--- MATERIAL SHOWN ---
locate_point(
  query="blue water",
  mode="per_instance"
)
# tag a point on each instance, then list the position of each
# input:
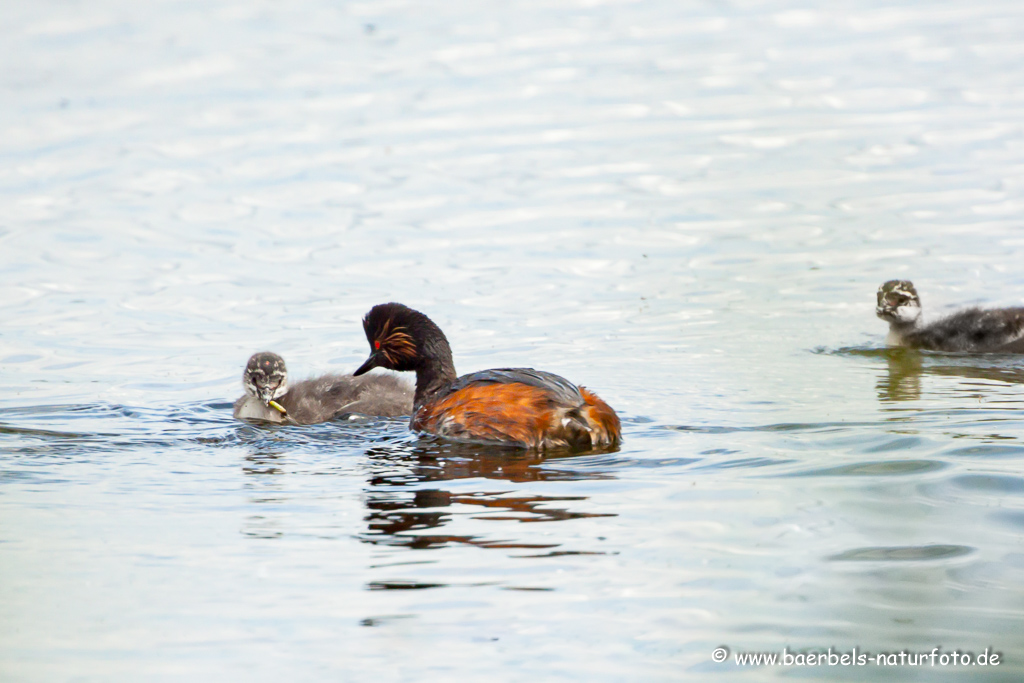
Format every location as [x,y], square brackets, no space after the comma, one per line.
[685,207]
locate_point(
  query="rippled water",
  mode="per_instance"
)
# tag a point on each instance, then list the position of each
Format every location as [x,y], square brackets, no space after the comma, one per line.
[686,207]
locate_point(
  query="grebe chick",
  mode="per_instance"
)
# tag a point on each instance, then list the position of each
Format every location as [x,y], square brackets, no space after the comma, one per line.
[269,398]
[977,330]
[517,407]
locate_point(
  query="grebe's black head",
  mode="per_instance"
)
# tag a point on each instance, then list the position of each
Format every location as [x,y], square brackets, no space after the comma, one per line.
[401,339]
[265,376]
[898,302]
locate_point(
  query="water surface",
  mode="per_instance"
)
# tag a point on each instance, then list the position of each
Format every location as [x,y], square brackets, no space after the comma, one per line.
[686,208]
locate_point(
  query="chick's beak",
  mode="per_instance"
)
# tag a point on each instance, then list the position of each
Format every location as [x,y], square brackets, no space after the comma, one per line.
[264,392]
[368,366]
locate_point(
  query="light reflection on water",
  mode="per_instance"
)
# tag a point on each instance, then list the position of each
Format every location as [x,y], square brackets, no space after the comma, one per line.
[686,208]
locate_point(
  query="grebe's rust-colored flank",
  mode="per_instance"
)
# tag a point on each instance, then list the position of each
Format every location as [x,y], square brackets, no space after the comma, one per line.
[515,407]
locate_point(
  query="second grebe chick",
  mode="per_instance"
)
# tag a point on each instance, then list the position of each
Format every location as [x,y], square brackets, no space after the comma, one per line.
[972,330]
[517,407]
[269,398]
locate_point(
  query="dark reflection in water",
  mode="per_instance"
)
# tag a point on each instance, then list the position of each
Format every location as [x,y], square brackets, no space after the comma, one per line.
[398,517]
[904,369]
[406,507]
[902,553]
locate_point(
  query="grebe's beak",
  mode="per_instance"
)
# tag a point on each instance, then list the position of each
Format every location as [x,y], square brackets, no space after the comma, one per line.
[368,366]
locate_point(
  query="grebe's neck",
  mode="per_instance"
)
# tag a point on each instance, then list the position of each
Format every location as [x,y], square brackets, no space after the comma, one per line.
[435,370]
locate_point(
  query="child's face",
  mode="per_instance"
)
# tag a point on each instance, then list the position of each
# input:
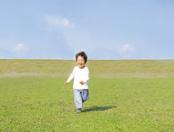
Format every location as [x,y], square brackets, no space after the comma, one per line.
[80,61]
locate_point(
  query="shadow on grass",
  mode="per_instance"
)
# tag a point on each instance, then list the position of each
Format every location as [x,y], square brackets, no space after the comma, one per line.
[99,108]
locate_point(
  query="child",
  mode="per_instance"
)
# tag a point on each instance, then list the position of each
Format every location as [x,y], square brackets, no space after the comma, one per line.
[80,74]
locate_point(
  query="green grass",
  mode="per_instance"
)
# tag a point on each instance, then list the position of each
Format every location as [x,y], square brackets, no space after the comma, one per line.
[125,96]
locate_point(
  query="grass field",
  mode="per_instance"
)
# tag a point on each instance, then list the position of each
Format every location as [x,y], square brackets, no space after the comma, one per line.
[125,96]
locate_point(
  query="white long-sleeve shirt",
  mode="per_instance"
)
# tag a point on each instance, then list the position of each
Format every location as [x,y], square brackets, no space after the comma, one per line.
[79,75]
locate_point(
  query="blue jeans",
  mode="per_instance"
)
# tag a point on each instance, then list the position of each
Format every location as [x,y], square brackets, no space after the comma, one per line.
[80,96]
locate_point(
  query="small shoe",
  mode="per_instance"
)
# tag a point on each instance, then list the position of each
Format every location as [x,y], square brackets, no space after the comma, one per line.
[79,110]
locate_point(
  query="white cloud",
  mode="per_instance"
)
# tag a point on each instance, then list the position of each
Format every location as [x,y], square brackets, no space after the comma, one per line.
[20,47]
[126,48]
[59,22]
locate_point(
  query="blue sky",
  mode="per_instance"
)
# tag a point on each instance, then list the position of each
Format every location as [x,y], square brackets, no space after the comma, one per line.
[105,29]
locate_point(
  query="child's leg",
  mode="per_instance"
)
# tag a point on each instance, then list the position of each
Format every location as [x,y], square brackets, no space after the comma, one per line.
[85,95]
[78,99]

--- PROBLEM TO SOLVE ---
Working from the lines above, reproduce the material exactly and exclude its pictures.

--- THE OUTPUT ---
locate_point(
  query="blue water",
  mode="per_instance"
)
# tag a point on each instance, then list the position of each
# input:
Format every location as [x,y], square brackets, no space after the comma, one per line.
[685,207]
locate_point(
  query="rippled water",
  mode="per_instance"
)
# tag a point on each instance, then list the position of each
Format every location as [x,y], square brackets, no space after the comma, one per line.
[686,207]
locate_point(
  query="grebe chick",
  mode="per_instance"
)
# tag a point on each instance, then list the position of each
Format every location as [x,y], square brackets, no space after the comma, one per line.
[269,398]
[977,330]
[517,407]
locate_point(
  query="grebe's black head",
  mode="per_instance"
)
# tag a point on each instance, then list the position of each
Format every location as [x,y], square brackets, no space after the comma, one per line.
[401,339]
[265,376]
[898,302]
locate_point(
  query="water surface",
  mode="per_instance"
)
# tag a point on each instance, then list the position of each
Format every location as [x,y], square brackets, no space after the comma, one per line.
[686,208]
locate_point(
  query="chick's beak",
  mode="per_instance"
)
# tag a point on each instance, then list the position of each
Format every location as [x,y], square brackets, no space after the comma, one per line.
[264,392]
[368,366]
locate_point(
  query="light reflection on water",
  mode="per_instance"
)
# tag a point on each instance, then list the position of each
Format every location as [x,y], square brackets, no space after the comma, one per line.
[686,208]
locate_point(
  query="grebe's rust-colored flank",
  mode="per_instance"
)
# tag a point on each instance, then list the position of each
Format every location as [x,y], square brackets, no space after the comma, one per line.
[515,407]
locate_point(
  query="second grebe chick",
  mode="per_instance"
)
# tag a point on each instance, then list the position of each
Format every location as [x,y], square brackets, no space after the comma, one per line.
[972,330]
[517,407]
[269,398]
locate_point(
  query="dark reflection in water",
  mode="per_instance"
)
# tag a point on each instance, then list the position of each
Format every location as [x,y], square brackets, no space after the comma, one per line.
[398,517]
[904,369]
[406,507]
[902,553]
locate_point(
  query="grebe's beak",
  mode="per_instance"
)
# tag a point on each instance, then list the position of each
Format every location as [x,y], square brackets, no space after the comma, one per line.
[368,366]
locate_point(
  query="grebe's neck",
  mode="per_instance"
)
# tag a point on each instance, then list the position of each
Format every location as [x,y], square brackets, no space after the comma, one per line.
[435,370]
locate_point(
  query="child's face",
  mode="per_instance"
)
# tag a point on each instance, then list the position of each
# input:
Format every location as [x,y], square brackets, no space after the comma, one per line.
[80,61]
locate_point(
  query="shadow on grass",
  mode="per_instance"
)
# tag a point on each instance, then list the position of each
Format every location as [x,y], square brackets, no space after the comma, one per line.
[99,108]
locate_point(
  query="child",
  mode="per_instance"
)
# tag a point on each instance, then list the position of each
Format every location as [x,y], square brackets, no space after the comma, one per line.
[80,74]
locate_point(
  query="green grass",
  mode="per_instance"
)
# tag a point on each instance, then list the position of each
Format every location as [x,y], square brackets, no space after the comma, one per line.
[125,96]
locate_point(
  query="grass field",
  mode="per_instance"
)
# tag a point on each instance, then list the position of each
Format every location as [x,y], square brackets, no space after the comma, one per line.
[125,96]
locate_point(
  query="white long-sleeve shirt",
  mode="per_instance"
)
# tag a point on each instance, then list the position of each
Format every location as [x,y], square brackets, no space after the comma, one per line.
[79,75]
locate_point(
  query="blue jeans",
  mode="per_instance"
)
# tag a point on each instance, then list the position of each
Format every location as [x,y], square brackets, no space after the comma, one per line.
[80,96]
locate_point(
  query="small shoe",
  mode="per_instance"
)
# tag a point on each instance, then list the position of each
Format every location as [x,y], square brackets, no space after the comma, one per line.
[79,110]
locate_point(
  query="white cloud",
  mode="per_instance"
)
# tag a point on each instance, then list the position of each
Format every location as [x,y], square brackets, no space after the comma, one per line.
[20,47]
[126,48]
[59,22]
locate_point(
  query="blue sky",
  mode="per_instance"
)
# tag a point on each instance, then list the position of each
Format every location as [x,y], square brackets, no space after the comma, one per line.
[105,29]
locate_point(
  query="child's leg",
  mode="per_instance"
)
# tag a point on each instance, then list the position of each
Format every location as [x,y], square brackets, no space after the comma, one per line.
[85,95]
[78,99]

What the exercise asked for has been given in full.